### TASK DESCRIPTION
Output the part below that opens with the line containing "Can you see the rocky" and closes with the line containing "x=529, y=252", both included, as a numbered list with blank lines left out.

### ROWS

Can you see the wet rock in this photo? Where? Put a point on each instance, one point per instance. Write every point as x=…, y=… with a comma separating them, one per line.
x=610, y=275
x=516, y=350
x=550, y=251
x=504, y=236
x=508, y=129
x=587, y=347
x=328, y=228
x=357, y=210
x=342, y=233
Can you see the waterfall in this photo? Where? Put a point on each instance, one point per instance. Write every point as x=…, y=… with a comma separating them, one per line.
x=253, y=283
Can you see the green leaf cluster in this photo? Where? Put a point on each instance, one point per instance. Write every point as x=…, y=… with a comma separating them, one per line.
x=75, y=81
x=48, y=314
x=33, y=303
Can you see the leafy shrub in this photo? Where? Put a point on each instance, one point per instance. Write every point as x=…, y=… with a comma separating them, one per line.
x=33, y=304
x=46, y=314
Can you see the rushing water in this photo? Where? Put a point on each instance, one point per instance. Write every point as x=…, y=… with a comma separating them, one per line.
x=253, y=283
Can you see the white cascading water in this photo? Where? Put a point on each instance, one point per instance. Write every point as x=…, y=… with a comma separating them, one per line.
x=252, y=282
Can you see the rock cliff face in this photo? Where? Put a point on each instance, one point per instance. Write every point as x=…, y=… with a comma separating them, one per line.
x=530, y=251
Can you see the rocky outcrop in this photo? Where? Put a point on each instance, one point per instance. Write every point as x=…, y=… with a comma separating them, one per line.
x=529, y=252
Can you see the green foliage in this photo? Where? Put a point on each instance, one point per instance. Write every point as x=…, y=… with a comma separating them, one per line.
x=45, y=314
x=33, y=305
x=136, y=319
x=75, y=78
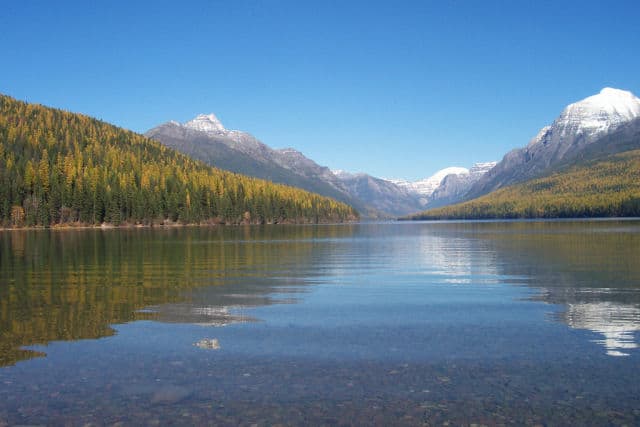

### REPLY
1. Can you see the rocky outcrop in this photo? Where? Put a point on each instance, one point per instance. Write every point as x=…, y=… with a comma separating them, one per line.
2. x=529, y=252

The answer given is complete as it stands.